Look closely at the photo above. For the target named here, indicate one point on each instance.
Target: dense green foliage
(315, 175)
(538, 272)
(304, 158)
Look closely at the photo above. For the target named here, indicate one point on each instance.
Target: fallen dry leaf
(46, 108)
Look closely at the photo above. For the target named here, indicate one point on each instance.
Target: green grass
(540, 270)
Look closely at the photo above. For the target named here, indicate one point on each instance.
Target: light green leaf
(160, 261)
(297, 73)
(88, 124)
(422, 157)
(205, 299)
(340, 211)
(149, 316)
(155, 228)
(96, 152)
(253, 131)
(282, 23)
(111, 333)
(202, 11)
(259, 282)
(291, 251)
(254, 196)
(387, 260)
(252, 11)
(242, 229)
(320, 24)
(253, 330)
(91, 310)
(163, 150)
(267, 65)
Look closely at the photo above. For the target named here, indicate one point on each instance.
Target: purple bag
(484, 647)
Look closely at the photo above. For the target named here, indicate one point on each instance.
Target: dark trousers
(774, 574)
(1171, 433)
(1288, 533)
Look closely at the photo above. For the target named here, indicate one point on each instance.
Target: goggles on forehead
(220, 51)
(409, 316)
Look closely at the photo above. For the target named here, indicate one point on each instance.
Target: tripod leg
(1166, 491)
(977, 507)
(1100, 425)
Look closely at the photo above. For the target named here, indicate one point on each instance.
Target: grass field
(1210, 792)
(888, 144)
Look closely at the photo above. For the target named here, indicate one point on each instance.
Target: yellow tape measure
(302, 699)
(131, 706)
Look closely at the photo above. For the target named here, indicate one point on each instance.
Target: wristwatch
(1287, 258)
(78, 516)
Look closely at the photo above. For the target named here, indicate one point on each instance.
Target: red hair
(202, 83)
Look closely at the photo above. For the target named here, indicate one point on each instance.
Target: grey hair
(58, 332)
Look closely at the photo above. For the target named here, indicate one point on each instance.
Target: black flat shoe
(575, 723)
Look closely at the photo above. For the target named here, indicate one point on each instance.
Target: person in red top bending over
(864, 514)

******

## Problem statement
Show each line of the listing above that contains the string "grass". Case matters.

## Finished task
Target: green grass
Target: grass field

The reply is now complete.